** MATERIAL SHOWN follows **

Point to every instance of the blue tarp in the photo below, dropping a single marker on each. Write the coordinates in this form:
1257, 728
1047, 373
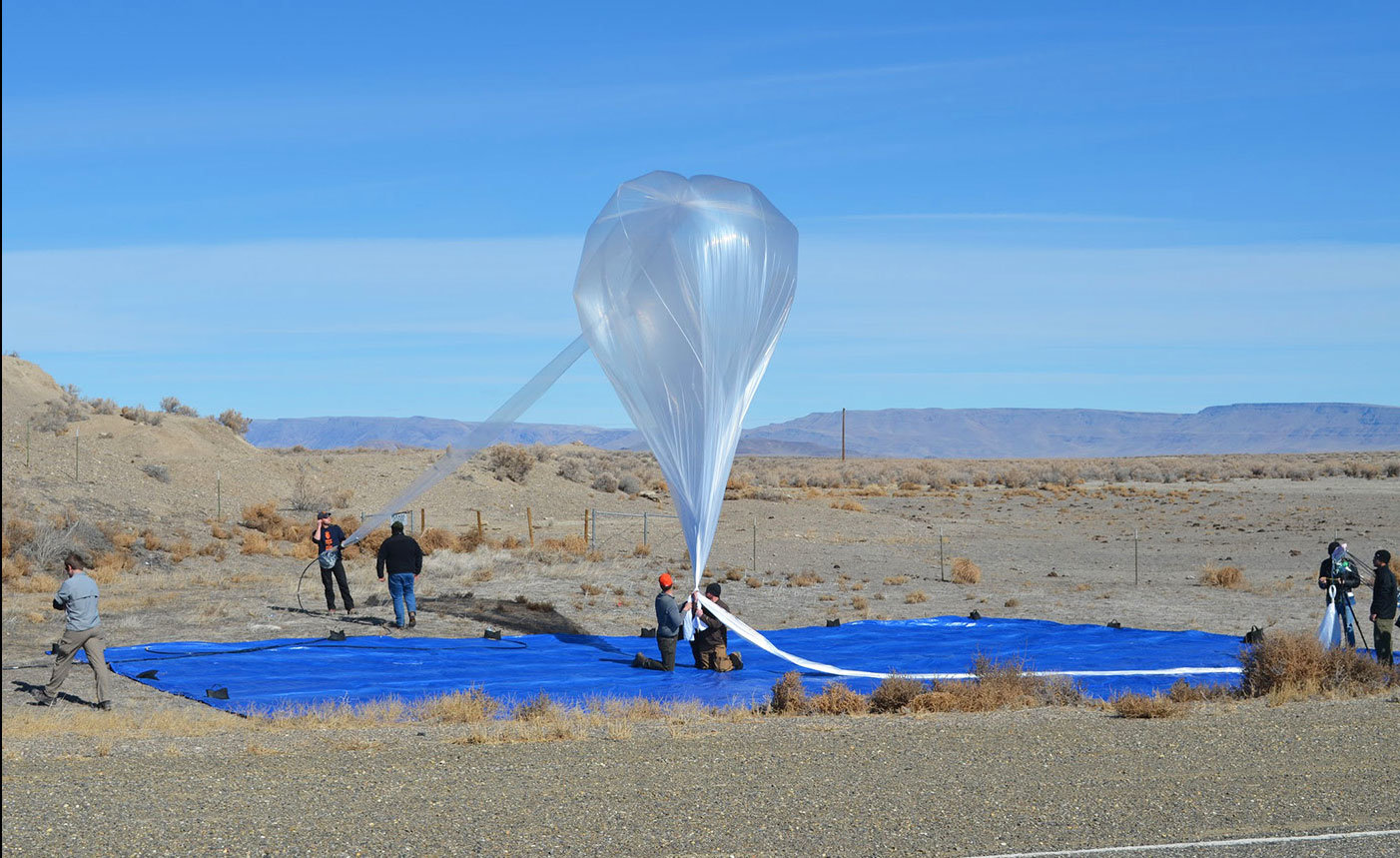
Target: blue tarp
573, 668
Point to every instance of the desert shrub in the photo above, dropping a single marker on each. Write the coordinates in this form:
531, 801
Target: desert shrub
434, 539
836, 698
467, 542
171, 405
1229, 577
535, 708
1184, 691
895, 691
510, 462
967, 571
16, 567
304, 495
142, 415
1287, 666
236, 422
789, 694
470, 705
1148, 705
573, 470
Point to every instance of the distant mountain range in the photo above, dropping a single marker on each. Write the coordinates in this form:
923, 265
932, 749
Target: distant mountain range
930, 432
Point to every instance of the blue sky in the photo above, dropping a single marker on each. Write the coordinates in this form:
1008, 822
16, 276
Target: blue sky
1044, 205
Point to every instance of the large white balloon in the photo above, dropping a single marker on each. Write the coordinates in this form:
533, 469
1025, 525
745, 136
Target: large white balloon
682, 292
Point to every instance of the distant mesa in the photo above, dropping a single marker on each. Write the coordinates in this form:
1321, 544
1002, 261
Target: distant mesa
930, 432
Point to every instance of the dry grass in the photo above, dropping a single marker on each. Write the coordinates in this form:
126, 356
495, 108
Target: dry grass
1296, 666
472, 705
894, 693
435, 537
836, 698
1148, 705
1228, 577
967, 571
789, 696
255, 543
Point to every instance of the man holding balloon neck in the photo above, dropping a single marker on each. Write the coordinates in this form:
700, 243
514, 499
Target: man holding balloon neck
668, 628
710, 644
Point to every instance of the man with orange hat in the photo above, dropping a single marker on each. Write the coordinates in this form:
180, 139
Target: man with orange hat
668, 628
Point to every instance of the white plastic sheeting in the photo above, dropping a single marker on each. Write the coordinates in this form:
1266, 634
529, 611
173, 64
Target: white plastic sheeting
682, 292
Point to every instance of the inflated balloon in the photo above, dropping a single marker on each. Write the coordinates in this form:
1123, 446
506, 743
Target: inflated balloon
682, 292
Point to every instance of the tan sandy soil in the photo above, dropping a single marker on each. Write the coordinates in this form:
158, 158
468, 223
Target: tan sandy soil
1061, 553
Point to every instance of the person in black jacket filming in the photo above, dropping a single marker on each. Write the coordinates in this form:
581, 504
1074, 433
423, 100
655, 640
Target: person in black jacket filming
402, 557
1340, 574
1383, 606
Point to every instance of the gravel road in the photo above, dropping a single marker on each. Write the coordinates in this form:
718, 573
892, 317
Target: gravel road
871, 785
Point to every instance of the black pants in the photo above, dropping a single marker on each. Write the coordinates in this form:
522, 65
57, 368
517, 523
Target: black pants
339, 568
668, 655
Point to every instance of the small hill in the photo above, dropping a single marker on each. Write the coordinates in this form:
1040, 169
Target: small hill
932, 432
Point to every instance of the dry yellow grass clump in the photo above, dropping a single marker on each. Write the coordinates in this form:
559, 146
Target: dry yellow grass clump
967, 571
1148, 705
1229, 577
1295, 666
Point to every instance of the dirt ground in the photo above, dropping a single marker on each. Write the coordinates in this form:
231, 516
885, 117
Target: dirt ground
147, 498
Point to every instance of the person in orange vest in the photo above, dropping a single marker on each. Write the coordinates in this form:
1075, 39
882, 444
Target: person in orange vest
330, 537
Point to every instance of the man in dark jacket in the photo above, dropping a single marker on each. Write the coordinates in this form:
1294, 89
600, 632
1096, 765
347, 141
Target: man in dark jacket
330, 537
710, 647
402, 557
1383, 606
1336, 571
668, 628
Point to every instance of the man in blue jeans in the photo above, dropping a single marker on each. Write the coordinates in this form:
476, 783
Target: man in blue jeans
402, 557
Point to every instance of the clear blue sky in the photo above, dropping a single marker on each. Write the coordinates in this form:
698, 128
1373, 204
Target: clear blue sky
1144, 206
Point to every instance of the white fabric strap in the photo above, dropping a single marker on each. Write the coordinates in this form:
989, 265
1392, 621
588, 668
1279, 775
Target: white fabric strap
762, 642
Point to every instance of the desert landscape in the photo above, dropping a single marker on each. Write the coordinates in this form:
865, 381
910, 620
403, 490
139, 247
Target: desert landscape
196, 534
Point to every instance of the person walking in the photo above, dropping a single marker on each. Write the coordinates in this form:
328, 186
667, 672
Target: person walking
668, 628
402, 557
77, 598
330, 537
1383, 606
1340, 575
711, 644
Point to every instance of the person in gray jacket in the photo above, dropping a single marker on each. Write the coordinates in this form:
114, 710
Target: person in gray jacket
77, 598
668, 628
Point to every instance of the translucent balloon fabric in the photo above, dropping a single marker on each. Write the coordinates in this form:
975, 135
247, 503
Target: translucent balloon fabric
682, 292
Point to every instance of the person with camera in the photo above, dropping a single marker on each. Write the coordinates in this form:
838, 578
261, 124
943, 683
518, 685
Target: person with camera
402, 557
330, 537
1340, 574
1383, 606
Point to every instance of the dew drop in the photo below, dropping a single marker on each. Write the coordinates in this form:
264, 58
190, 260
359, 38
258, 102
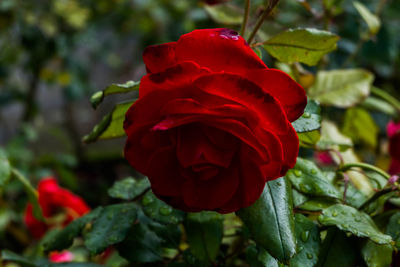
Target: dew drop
165, 210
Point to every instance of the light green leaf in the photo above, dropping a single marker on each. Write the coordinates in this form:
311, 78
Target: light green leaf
114, 88
310, 120
341, 88
301, 45
372, 20
129, 188
160, 211
360, 126
307, 178
5, 168
376, 255
225, 13
111, 126
308, 243
204, 232
271, 221
349, 219
110, 227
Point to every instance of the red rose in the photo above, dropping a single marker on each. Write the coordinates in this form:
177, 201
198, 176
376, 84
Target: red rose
59, 206
212, 122
393, 130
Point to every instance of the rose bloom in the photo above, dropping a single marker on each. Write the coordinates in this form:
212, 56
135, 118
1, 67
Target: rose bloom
59, 207
393, 131
212, 122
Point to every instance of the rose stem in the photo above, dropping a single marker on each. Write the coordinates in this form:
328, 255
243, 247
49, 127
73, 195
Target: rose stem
267, 11
245, 17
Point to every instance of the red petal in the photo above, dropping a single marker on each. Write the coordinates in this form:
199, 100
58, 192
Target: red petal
281, 86
175, 77
235, 88
211, 194
250, 186
159, 57
218, 50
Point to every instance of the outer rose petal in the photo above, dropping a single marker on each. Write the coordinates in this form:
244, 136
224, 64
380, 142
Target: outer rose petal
281, 86
159, 57
218, 50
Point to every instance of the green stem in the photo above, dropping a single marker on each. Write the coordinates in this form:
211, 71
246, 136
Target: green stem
363, 166
387, 97
245, 17
267, 11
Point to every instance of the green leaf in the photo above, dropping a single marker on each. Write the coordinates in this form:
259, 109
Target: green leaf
159, 211
33, 195
349, 219
341, 88
372, 20
111, 126
7, 255
204, 234
307, 178
310, 120
129, 188
63, 239
110, 227
114, 88
317, 204
271, 221
141, 245
225, 13
393, 228
360, 126
337, 250
5, 168
301, 45
308, 243
259, 257
376, 255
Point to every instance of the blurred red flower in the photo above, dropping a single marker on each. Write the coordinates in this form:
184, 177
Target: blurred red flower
59, 207
393, 131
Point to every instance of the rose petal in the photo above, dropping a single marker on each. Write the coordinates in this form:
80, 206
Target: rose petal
281, 86
218, 50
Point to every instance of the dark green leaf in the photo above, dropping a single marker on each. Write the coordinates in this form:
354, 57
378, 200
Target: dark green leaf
341, 88
377, 255
351, 220
141, 245
307, 178
225, 13
393, 228
337, 250
5, 168
301, 45
310, 120
129, 188
114, 88
270, 220
204, 233
111, 126
110, 227
159, 210
62, 239
360, 126
308, 243
259, 257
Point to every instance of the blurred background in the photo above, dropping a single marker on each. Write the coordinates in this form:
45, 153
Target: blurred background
55, 54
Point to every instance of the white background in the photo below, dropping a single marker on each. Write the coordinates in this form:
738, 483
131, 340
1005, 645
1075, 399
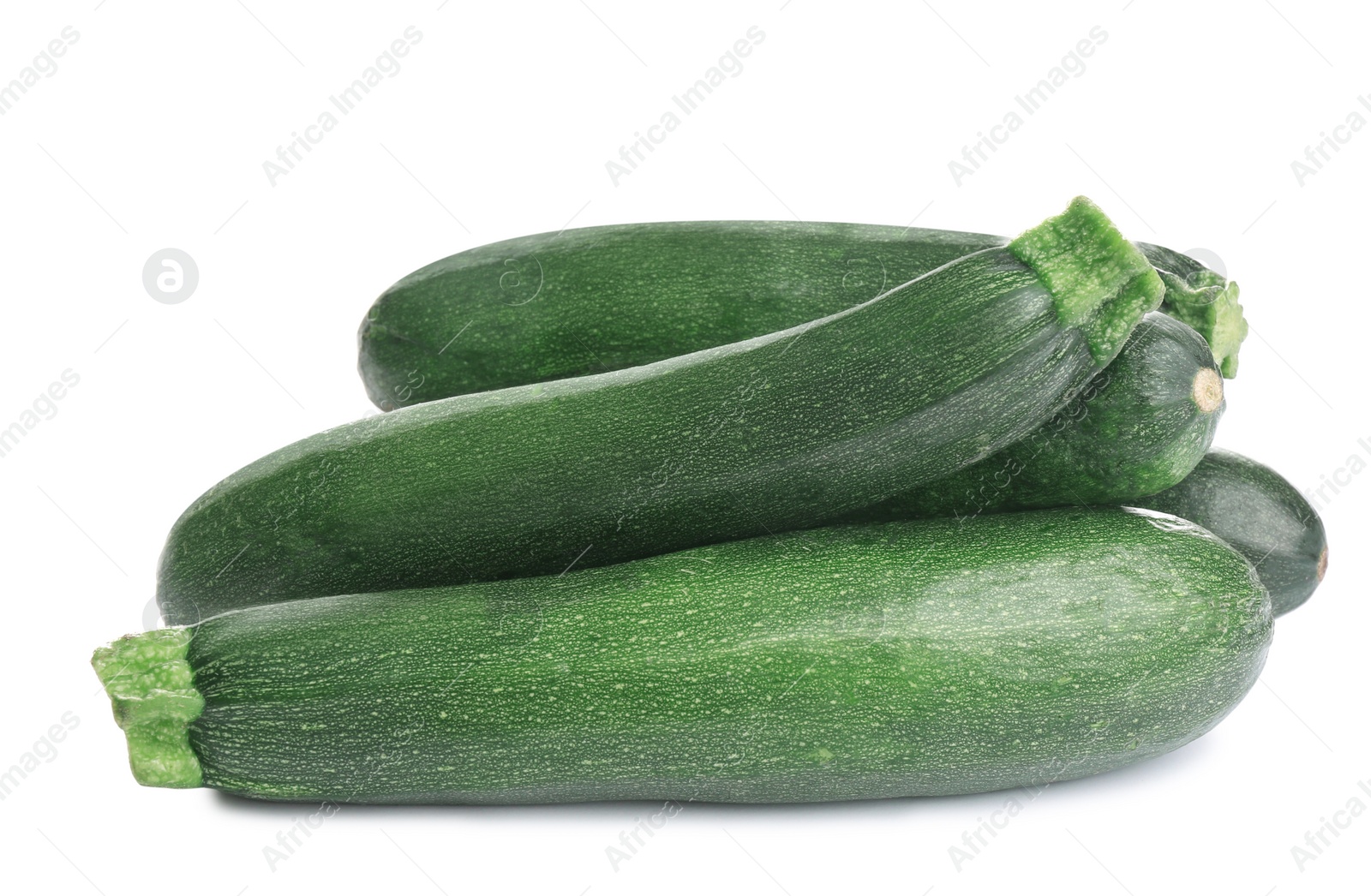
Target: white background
153, 132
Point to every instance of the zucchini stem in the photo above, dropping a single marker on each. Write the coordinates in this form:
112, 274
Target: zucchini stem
1099, 281
151, 687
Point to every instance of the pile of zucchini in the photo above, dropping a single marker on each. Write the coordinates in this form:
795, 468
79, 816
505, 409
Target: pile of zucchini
739, 511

** End of MATERIAL SHOWN **

= EXERCISE GOAL =
Within the listing above, the range opens at the line with "Target: man holding balloon neck" and closes at the line with "Point to every instance of the person in black". Reproduce exactly the lines of that range, including both ends.

= RESULT =
Target: man holding balloon neck
668, 628
710, 644
Point to every instance of the man with orange hat in the photo above, dropping a single marker on each. Write the coordinates in this form:
180, 139
Target: man with orange hat
668, 628
Point to every instance of the white plastic sheeting in the photo above, dropping a single marker on each. Write the coordinates in this form:
1266, 634
529, 611
173, 64
Target: white plastic sheeting
682, 292
Point to every instance of the inflated balloon in the photo above, dropping a single marker on each. Write the coordinates in this form:
1123, 446
506, 743
Target: inflated balloon
682, 292
Point to every instance of the tan sandy soil in the photo above, dropping a single marker on each. Write the coordinates in this form:
158, 158
468, 223
Target: tan sandy soil
1061, 553
Point to every instance of the person in black jacket filming in the photo above, dropping a single marker on each. Write the coordinates in this form:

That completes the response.